Records to use:
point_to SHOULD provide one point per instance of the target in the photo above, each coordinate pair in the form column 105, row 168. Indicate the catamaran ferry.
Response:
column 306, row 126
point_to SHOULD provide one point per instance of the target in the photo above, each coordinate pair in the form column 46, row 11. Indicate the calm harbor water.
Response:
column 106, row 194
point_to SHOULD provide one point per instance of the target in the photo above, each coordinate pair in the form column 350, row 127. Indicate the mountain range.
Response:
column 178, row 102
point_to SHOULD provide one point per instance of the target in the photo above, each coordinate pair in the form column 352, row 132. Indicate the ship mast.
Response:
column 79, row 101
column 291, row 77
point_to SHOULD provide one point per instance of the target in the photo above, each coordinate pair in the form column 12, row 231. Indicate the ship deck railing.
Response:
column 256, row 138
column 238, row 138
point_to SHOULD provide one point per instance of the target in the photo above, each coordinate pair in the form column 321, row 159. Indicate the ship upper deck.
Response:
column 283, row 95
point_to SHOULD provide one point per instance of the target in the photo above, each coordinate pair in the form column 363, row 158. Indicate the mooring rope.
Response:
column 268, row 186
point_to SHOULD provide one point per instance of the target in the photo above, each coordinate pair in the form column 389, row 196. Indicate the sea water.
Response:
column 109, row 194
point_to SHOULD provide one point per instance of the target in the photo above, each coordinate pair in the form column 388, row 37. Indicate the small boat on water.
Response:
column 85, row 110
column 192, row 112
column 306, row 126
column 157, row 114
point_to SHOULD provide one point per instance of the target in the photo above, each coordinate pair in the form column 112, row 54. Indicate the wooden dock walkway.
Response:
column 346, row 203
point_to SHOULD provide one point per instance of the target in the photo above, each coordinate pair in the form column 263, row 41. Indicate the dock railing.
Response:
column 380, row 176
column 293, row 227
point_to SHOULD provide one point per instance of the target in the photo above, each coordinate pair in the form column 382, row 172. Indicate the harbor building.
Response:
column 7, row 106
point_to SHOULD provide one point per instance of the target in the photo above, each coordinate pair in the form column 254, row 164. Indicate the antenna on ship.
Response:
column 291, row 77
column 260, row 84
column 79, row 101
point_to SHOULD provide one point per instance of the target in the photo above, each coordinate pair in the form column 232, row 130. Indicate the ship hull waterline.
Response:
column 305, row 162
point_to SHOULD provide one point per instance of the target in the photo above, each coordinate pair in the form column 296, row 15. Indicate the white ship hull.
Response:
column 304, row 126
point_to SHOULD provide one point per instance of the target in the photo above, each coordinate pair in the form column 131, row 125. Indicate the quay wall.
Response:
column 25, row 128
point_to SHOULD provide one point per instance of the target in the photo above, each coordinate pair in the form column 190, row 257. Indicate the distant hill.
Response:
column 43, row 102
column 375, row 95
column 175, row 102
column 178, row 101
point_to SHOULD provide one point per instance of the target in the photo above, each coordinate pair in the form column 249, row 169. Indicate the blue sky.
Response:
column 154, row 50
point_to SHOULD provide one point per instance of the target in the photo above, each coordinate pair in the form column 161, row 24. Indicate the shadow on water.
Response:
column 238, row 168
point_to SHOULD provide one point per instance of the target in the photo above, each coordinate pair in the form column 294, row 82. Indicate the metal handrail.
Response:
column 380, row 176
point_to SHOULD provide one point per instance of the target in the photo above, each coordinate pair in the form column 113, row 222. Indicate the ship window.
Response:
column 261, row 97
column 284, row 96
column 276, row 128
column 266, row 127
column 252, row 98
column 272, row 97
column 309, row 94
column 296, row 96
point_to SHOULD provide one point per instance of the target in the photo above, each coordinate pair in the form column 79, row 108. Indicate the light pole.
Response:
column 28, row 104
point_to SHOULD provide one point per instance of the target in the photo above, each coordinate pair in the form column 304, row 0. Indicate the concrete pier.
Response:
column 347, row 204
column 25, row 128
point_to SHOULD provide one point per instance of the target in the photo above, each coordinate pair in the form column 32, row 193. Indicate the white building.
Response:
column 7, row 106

Work to be completed: Only lines with the string "harbor" are wanted; please find each one in the listing and copy it.

Output of the exercise:
point_to SHOULD provide one point per instance of the target in the photo above, each coordinate pair in the form column 46, row 11. Indicate the calm harbor water.
point_to SHOULD provide one point per instance of the target in the photo above, each coordinate pair in the form column 382, row 172. Indicate the harbor building.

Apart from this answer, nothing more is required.